TEXT UNDER STUDY:
[Start of Attachment]

Saturday, June 6, 2015

Hair Today, Not So Much Tomorrow

Twelve chemotherapy treatments have left me nearly but not quite hairless. It's a distinguishing side effect because the chemo attacks fast-growing cells, i.e. cancer, and hair follicles. Several friends have made hats for me, which I really appreciate because my head, though not totally bald, gets very cold. I used to take a lot of pride in having my hair done every week and feeling confident in how I looked. Now I settle for cute hats. In the same spirit as last week, when I reprinted an old essay, I'm reprinting the history of my hair--sort of a retrospective, sort of nostalgic, sort of hopeful.

Hair, Not the Musical

2005

         I have old hair. In fact, my hair got old before I did.
       Some people have bad hair days, but I’ve had a bad hair life. I was born with fine, limp, straight, plain brown hair, with a cowlick in the front. [Well, it was blonde for the first few years of my life, but that didn’t last long.] It grows fast and will not be ignored. It has always dictated to me what it wanted to do. In pristine western Oregon where I was raised, in the days before portable hair dryers, you didn’t give a lot of thought to your hair. The water was naturally soft runoff from Mt. Hood, and the climate was temperate. Whenever I washed my hair, I would comb it in place, maybe put a few curlers on the ends, and either sit by an open window to let the sun and breeze dry it, or in front of the roaring fireplace. When my hair was dry, I brushed it, and that was that—not a lot of fuss.
         When I got into high school curls were more socially important, and the fuss quotient increased. I knew by then that I was fighting nature. Through high school I usually wore it collar length, no bangs, often in a French twist or a ponytail. My sister, who has naturally curly hair, wore hers short, did it up in pin curls, and had what was then described as a tossed salad hairdo, right in style. I was so jealous.
         Until I went away to school in Utah, I had never used hand lotion or hair conditioner. The water is hard and the climate is dry in Utah, and I didn’t know what to do. The first time I washed my hair and didn’t use conditioner, I looked like someone who had never fixed her own hair before. It was embarrassing, and I still have the yearbook picture to prove it. Editors used your student ID picture for the yearbook in those days, for freshmen anyway. Lacking the natural drying elements I used at home—sun and fire—I got one of those portable hair dryers with a plastic cap that fit over my curlers so I didn’t have to go out in the cold with wet hair.
         During college I experimented a lot with hairdos. Some were pretty extreme, and observers might have assumed I was a rebel, but the truth was, I was just trying to make peace with my hair.
         Over the years I have not managed my hair as much as it has managed me; sometimes all I could do was give in to its whims. I tried coloring it a few times when I was in my early 20’s, but that turned out to be a treadmill I didn’t want to stay on.

[End of Attachment]

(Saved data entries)
[Start of Attachment]

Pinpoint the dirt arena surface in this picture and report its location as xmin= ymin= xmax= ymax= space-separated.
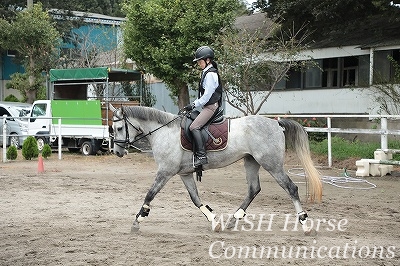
xmin=0 ymin=153 xmax=400 ymax=266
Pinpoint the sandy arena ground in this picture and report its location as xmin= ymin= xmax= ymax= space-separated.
xmin=0 ymin=150 xmax=400 ymax=266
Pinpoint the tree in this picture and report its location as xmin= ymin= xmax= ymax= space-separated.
xmin=0 ymin=4 xmax=59 ymax=103
xmin=219 ymin=15 xmax=308 ymax=115
xmin=123 ymin=0 xmax=240 ymax=108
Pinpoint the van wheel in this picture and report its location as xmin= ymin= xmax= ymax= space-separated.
xmin=36 ymin=137 xmax=47 ymax=151
xmin=81 ymin=141 xmax=93 ymax=156
xmin=10 ymin=133 xmax=19 ymax=149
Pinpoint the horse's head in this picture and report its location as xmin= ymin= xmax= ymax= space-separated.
xmin=110 ymin=104 xmax=143 ymax=157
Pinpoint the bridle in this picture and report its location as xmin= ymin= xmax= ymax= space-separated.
xmin=113 ymin=108 xmax=186 ymax=149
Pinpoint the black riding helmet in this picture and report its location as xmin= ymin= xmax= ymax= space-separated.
xmin=193 ymin=46 xmax=214 ymax=62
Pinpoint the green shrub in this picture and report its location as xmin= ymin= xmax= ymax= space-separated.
xmin=22 ymin=136 xmax=39 ymax=160
xmin=42 ymin=143 xmax=51 ymax=158
xmin=6 ymin=145 xmax=18 ymax=160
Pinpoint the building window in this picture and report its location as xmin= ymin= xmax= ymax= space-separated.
xmin=305 ymin=60 xmax=322 ymax=88
xmin=7 ymin=50 xmax=17 ymax=57
xmin=322 ymin=58 xmax=338 ymax=88
xmin=340 ymin=56 xmax=358 ymax=87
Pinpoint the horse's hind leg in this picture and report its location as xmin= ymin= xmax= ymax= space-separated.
xmin=131 ymin=171 xmax=172 ymax=232
xmin=227 ymin=155 xmax=261 ymax=229
xmin=269 ymin=168 xmax=308 ymax=233
xmin=181 ymin=174 xmax=220 ymax=231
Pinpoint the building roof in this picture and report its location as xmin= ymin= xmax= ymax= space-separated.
xmin=49 ymin=8 xmax=125 ymax=25
xmin=234 ymin=13 xmax=400 ymax=49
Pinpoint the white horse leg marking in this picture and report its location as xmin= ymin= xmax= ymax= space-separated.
xmin=131 ymin=172 xmax=172 ymax=232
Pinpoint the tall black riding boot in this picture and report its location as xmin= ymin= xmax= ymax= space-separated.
xmin=192 ymin=129 xmax=208 ymax=168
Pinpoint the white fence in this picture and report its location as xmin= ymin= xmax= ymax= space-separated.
xmin=266 ymin=115 xmax=400 ymax=167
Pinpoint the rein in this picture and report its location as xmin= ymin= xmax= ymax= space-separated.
xmin=113 ymin=107 xmax=187 ymax=146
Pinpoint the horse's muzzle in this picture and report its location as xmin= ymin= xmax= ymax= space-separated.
xmin=114 ymin=149 xmax=128 ymax=157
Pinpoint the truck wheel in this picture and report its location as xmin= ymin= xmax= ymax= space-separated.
xmin=36 ymin=137 xmax=47 ymax=151
xmin=81 ymin=141 xmax=93 ymax=156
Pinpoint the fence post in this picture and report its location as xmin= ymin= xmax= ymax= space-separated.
xmin=2 ymin=115 xmax=7 ymax=163
xmin=58 ymin=118 xmax=62 ymax=160
xmin=381 ymin=117 xmax=388 ymax=150
xmin=326 ymin=116 xmax=332 ymax=167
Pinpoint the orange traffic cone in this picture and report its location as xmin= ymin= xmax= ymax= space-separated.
xmin=38 ymin=155 xmax=44 ymax=173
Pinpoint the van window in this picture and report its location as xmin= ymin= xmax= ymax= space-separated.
xmin=0 ymin=107 xmax=11 ymax=118
xmin=31 ymin=103 xmax=47 ymax=117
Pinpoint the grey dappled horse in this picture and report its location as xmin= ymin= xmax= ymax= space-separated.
xmin=110 ymin=105 xmax=322 ymax=231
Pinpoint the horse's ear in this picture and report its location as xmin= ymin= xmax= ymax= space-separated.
xmin=108 ymin=103 xmax=117 ymax=113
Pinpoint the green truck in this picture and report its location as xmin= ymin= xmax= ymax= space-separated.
xmin=28 ymin=100 xmax=110 ymax=155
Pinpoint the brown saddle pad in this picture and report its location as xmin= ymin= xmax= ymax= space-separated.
xmin=181 ymin=119 xmax=229 ymax=151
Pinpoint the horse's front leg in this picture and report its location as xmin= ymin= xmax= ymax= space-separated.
xmin=226 ymin=156 xmax=261 ymax=229
xmin=181 ymin=174 xmax=221 ymax=231
xmin=131 ymin=171 xmax=172 ymax=232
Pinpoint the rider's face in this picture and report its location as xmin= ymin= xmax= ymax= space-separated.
xmin=197 ymin=59 xmax=207 ymax=69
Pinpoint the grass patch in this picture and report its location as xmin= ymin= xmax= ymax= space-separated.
xmin=310 ymin=137 xmax=400 ymax=160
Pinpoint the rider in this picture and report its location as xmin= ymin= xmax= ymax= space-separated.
xmin=185 ymin=46 xmax=222 ymax=168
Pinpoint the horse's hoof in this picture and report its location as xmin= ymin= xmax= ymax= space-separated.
xmin=304 ymin=228 xmax=317 ymax=236
xmin=131 ymin=222 xmax=140 ymax=233
xmin=225 ymin=218 xmax=236 ymax=230
xmin=214 ymin=223 xmax=221 ymax=233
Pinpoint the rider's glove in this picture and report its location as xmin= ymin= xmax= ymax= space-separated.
xmin=183 ymin=103 xmax=194 ymax=111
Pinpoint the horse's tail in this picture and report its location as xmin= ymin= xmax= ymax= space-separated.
xmin=278 ymin=119 xmax=322 ymax=202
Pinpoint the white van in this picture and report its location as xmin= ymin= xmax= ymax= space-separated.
xmin=0 ymin=102 xmax=32 ymax=148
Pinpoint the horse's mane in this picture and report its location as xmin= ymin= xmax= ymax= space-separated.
xmin=122 ymin=106 xmax=181 ymax=126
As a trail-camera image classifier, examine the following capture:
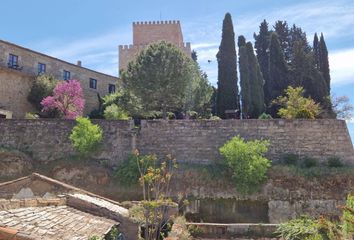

[End of Attachment]

WHAT THIS TASK INVOLVES:
Return the part of the text on the history of the writer's hair from "Over the years" up to and including "to stay on.", copied word for word.

RESPONSE AREA:
Over the years I have not managed my hair as much as it has managed me; sometimes all I could do was give in to its whims. I tried coloring it a few times when I was in my early 20’s, but that turned out to be a treadmill I didn’t want to stay on.